══ Material shown ══

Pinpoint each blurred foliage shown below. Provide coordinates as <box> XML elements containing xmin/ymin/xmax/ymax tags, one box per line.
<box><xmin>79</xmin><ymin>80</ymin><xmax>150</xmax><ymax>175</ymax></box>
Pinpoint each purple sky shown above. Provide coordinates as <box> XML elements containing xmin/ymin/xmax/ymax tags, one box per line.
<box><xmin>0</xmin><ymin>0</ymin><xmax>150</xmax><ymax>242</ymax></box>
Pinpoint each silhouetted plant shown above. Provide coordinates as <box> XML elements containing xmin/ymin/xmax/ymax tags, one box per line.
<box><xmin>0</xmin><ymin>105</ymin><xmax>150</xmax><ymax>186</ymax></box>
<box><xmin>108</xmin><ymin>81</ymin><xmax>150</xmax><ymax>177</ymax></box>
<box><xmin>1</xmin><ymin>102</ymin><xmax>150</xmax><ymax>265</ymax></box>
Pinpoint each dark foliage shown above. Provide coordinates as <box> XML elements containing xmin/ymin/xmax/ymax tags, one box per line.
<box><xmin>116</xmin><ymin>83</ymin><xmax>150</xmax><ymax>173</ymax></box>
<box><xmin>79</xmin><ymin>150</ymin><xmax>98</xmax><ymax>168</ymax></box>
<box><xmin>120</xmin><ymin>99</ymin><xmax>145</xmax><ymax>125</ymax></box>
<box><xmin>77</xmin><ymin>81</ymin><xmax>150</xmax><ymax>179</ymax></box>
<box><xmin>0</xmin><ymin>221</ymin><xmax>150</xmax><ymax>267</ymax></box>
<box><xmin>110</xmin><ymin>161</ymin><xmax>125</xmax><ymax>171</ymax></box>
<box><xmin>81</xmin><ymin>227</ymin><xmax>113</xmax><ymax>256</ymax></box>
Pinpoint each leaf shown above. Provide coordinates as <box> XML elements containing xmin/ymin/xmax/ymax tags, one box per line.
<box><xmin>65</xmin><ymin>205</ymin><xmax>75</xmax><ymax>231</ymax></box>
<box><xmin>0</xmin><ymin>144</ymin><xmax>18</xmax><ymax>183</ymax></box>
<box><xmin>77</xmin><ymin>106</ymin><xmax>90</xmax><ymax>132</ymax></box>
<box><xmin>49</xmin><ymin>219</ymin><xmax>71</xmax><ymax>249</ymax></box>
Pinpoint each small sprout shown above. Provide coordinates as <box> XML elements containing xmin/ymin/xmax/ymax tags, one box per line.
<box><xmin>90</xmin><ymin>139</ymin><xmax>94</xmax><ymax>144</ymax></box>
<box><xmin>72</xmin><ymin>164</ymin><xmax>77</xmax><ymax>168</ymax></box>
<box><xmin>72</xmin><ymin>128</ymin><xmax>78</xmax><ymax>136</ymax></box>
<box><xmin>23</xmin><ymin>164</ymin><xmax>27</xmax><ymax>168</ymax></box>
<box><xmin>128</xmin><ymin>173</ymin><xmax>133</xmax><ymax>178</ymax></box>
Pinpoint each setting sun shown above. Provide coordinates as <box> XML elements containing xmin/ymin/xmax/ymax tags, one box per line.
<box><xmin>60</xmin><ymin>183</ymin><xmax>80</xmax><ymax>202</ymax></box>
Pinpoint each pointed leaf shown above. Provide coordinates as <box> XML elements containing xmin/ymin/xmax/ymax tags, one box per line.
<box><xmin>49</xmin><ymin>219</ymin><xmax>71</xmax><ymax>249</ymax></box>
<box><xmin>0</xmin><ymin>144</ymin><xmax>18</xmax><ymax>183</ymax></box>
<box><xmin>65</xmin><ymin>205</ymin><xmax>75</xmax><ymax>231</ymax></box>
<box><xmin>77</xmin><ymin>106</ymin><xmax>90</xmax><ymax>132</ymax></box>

═══

▶ Work instruction
Every line of the listing is to be transcribed exactly.

▶ The answer
Pinpoint each blurred foliage shown below. Provide coordinates as <box> XML elements containing xmin/ymin/xmax/ymax tags, one box per line.
<box><xmin>79</xmin><ymin>80</ymin><xmax>150</xmax><ymax>175</ymax></box>
Pinpoint each purple sky shown above. Provide coordinates as <box> XML elements containing xmin/ymin/xmax/ymax tags, one box per line.
<box><xmin>0</xmin><ymin>0</ymin><xmax>150</xmax><ymax>242</ymax></box>
Pinpoint each silhouetted plant shown above. Provide coordinates as <box> XML elements containing xmin/ymin/xmax/ymax tags, one box per line.
<box><xmin>0</xmin><ymin>105</ymin><xmax>150</xmax><ymax>186</ymax></box>
<box><xmin>108</xmin><ymin>81</ymin><xmax>150</xmax><ymax>177</ymax></box>
<box><xmin>1</xmin><ymin>102</ymin><xmax>150</xmax><ymax>265</ymax></box>
Pinpoint each dark foliage shown above. Provide coordinates as <box> XML elements containing xmin/ymin/xmax/ymax tags, one box per line.
<box><xmin>116</xmin><ymin>83</ymin><xmax>150</xmax><ymax>173</ymax></box>
<box><xmin>79</xmin><ymin>150</ymin><xmax>98</xmax><ymax>168</ymax></box>
<box><xmin>120</xmin><ymin>99</ymin><xmax>145</xmax><ymax>125</ymax></box>
<box><xmin>77</xmin><ymin>81</ymin><xmax>150</xmax><ymax>179</ymax></box>
<box><xmin>0</xmin><ymin>221</ymin><xmax>150</xmax><ymax>267</ymax></box>
<box><xmin>110</xmin><ymin>161</ymin><xmax>125</xmax><ymax>171</ymax></box>
<box><xmin>81</xmin><ymin>227</ymin><xmax>113</xmax><ymax>256</ymax></box>
Pinpoint each leaf shown above. Provide coordinates as <box> XML elements containing xmin/ymin/xmax/ymax tags, one box per line.
<box><xmin>65</xmin><ymin>205</ymin><xmax>75</xmax><ymax>231</ymax></box>
<box><xmin>0</xmin><ymin>144</ymin><xmax>18</xmax><ymax>183</ymax></box>
<box><xmin>77</xmin><ymin>106</ymin><xmax>90</xmax><ymax>132</ymax></box>
<box><xmin>49</xmin><ymin>219</ymin><xmax>71</xmax><ymax>249</ymax></box>
Pinpoint each small sprout shown above. Provide coordinates as <box> XML elements containing xmin/ymin/xmax/ymax tags, one box per line.
<box><xmin>90</xmin><ymin>139</ymin><xmax>94</xmax><ymax>144</ymax></box>
<box><xmin>72</xmin><ymin>164</ymin><xmax>77</xmax><ymax>168</ymax></box>
<box><xmin>72</xmin><ymin>128</ymin><xmax>78</xmax><ymax>136</ymax></box>
<box><xmin>23</xmin><ymin>164</ymin><xmax>27</xmax><ymax>168</ymax></box>
<box><xmin>128</xmin><ymin>173</ymin><xmax>133</xmax><ymax>178</ymax></box>
Pinpoint each setting sun shown above. Provide coordinates as <box> XML elements containing xmin/ymin/xmax/ymax tags, one box per line.
<box><xmin>60</xmin><ymin>183</ymin><xmax>80</xmax><ymax>202</ymax></box>
Pinpoint each pointed leaf shown above. Provide coordinates as <box> XML elements containing xmin/ymin/xmax/ymax tags, one box per line.
<box><xmin>49</xmin><ymin>219</ymin><xmax>71</xmax><ymax>249</ymax></box>
<box><xmin>0</xmin><ymin>144</ymin><xmax>18</xmax><ymax>183</ymax></box>
<box><xmin>65</xmin><ymin>205</ymin><xmax>75</xmax><ymax>231</ymax></box>
<box><xmin>77</xmin><ymin>106</ymin><xmax>90</xmax><ymax>132</ymax></box>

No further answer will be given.